Given text —
Image sourced from bettercloud.com
So, how is accounting for SaaS businesses different than for their non-SaaS counterparts?
The main separating factor is the subscription-based model that SaaS companies use. This sees them charging their users a fixed monthly fee—which might stay completely static or fluctuate, depending on how much flexibility a SaaS company’s pricing tiers offer.
Since SaaS companies help their users scale up and down easily, this also means that their revenue from a given client can increase or decrease suddenly. This makes SaaS business incomes harder to predict, which is why SaaS accounting differs from conventional accounting.
Key financial metrics for SaaS companies
SaaS companies often need to track different financial metrics than their counterparts—though in some cases, there’s overlap. We’ll walk you through the most important financial metrics for SaaS companies to keep an eye on.
MRR and ARR
Monthly recurring revenue (MRR) and annual recurring revenue (ARR) are particularly relevant to SaaS companies, as these will make up the bulk of their earnings per month or year. These metrics measure the kind of income that recurs predictably each month or year.

Dataset entries —
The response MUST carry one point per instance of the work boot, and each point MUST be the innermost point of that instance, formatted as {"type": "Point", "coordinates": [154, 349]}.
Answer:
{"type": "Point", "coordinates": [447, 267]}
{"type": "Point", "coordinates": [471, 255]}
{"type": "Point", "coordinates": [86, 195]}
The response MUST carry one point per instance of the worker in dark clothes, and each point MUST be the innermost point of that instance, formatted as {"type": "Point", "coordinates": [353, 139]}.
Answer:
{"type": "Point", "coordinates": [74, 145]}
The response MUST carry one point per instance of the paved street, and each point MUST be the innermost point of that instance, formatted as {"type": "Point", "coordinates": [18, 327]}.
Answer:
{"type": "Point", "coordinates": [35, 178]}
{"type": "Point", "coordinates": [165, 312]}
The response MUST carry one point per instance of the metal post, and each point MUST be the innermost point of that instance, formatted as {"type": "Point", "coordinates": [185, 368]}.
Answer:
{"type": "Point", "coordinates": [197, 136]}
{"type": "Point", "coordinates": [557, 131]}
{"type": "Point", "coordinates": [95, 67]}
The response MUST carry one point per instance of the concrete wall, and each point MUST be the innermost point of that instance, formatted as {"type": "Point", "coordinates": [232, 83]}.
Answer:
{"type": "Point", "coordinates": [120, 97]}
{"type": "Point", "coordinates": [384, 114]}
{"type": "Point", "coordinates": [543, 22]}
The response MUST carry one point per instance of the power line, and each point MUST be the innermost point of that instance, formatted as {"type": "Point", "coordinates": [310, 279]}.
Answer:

Instructions —
a. Please reproduce the passage of the SaaS accounting text above between "The main separating" and "from conventional accounting.", inclusive.
b. Summarize the SaaS accounting text above in two sentences.

Responses in order —
a.
The main separating factor is the subscription-based model that SaaS companies use. This sees them charging their users a fixed monthly fee—which might stay completely static or fluctuate, depending on how much flexibility a SaaS company’s pricing tiers offer.
Since SaaS companies help their users scale up and down easily, this also means that their revenue from a given client can increase or decrease suddenly. This makes SaaS business incomes harder to predict, which is why SaaS accounting differs from conventional accounting.

b. SaaS accounting differs from conventional accounting mainly because of the subscription model, in which users pay a monthly fee and can scale up or down easily, so revenue from a client can change suddenly and is harder to predict. Monthly recurring revenue (MRR) and annual recurring revenue (ARR) are especially relevant metrics for SaaS companies, since they measure predictable recurring income and make up the bulk of their earnings.